- **Page text**:
Vladimir Lisin | |
---|---|
Владимир Лисин | |
Born | 7 May 1956 68) | (age
Nationality | Russian |
Education | |
Occupation | Businessman |
Title | Chairman, Novolipetsk Steel |
Spouse | Lyudmila Lisina |
Children | 3 |
Awards |
Vladimir Sergeyevich Lisin (born 7 May 1956) is a Russian billionaire businessman. He is the chairman and majority shareholder of Novolipetsk (NLMK), one of the four largest steel companies in Russia.
According to Bloomberg Billionaires Index and Forbes , in 2024 he is the second richest man in Russia; behind Vladimir Potanin and 61 richest in the world with an estimated net worth of US$ 30.0 billion. [1] [2] In 2022 Forbes rating, Lisin dropped to third place among Russian billionaires, behind Andrey Melnichenko and Vladimir Potanin, his fortune estimated at $22.1 billion. [3]
Vladimir Lisin got his first job in 1975 working as an electrical fitter in a Soviet coalmine, and later worked as a welder foreman at Tulachermet Metals Works. [4] He rose through the ranks to become section manager, shop manager in 1979 and deputy chief engineer in 1986.
In 1992 he joined a group of traders (the Trans-World Group) who won control of Russia's steel and aluminium industry. When the partners split in 2000, he received 13% of the firm and later achieved a controlling share. His former boss was named the Minister for Russian Metallurgy, and Lisin became the sole owner of Novolipetsk Steel in 2000.
Since 1993 he has been a board member of several Russian metal producers, including NLMK, MMK and Sayansk and Novokuznetsk Aluminium Plants and has been a member of the board of directors of Novolipetsk Steel (NLMK) since 1996 and its chairman since 1998. He previously worked as deputy chief engineer and as deputy general director of the Karaganda Steel Plant, one of Kazakhstan's four largest steel plants.

- **Raw data**:
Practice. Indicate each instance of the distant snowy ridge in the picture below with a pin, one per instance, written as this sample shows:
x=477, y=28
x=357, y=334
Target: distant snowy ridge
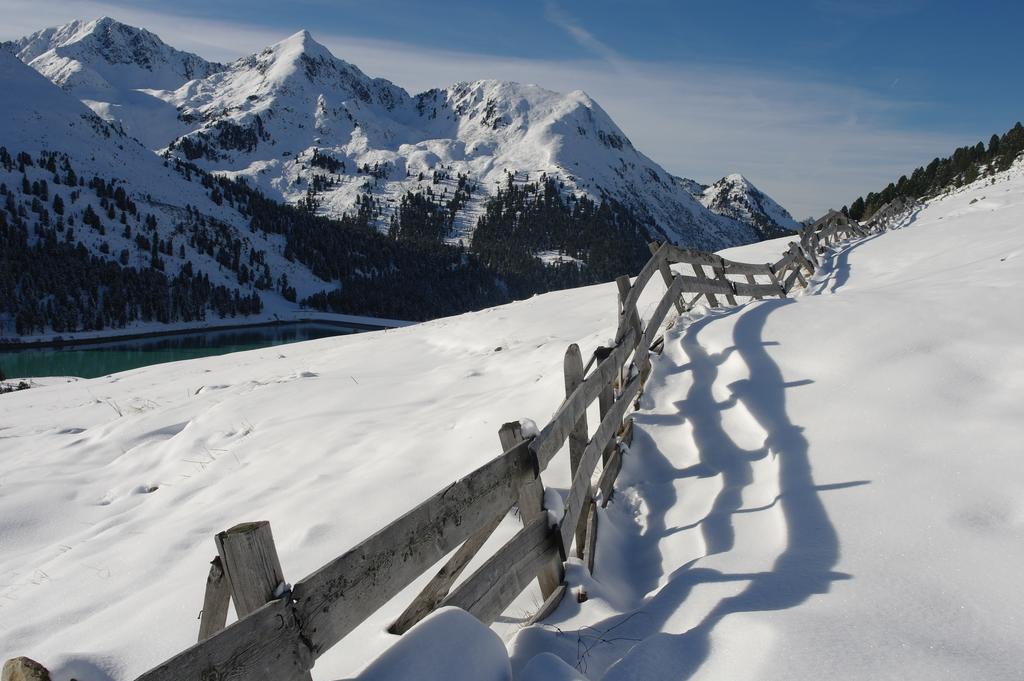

- **Exercise instructions**:
Print the part of the Vladimir Lisin page word for word, beginning at the words "In 1992 he joined" and stopping after "Steel in 2000.".

- **Full response**:
In 1992 he joined a group of traders (the Trans-World Group) who won control of Russia's steel and aluminium industry. When the partners split in 2000, he received 13% of the firm and later achieved a controlling share. His former boss was named the Minister for Russian Metallurgy, and Lisin became the sole owner of Novolipetsk Steel in 2000.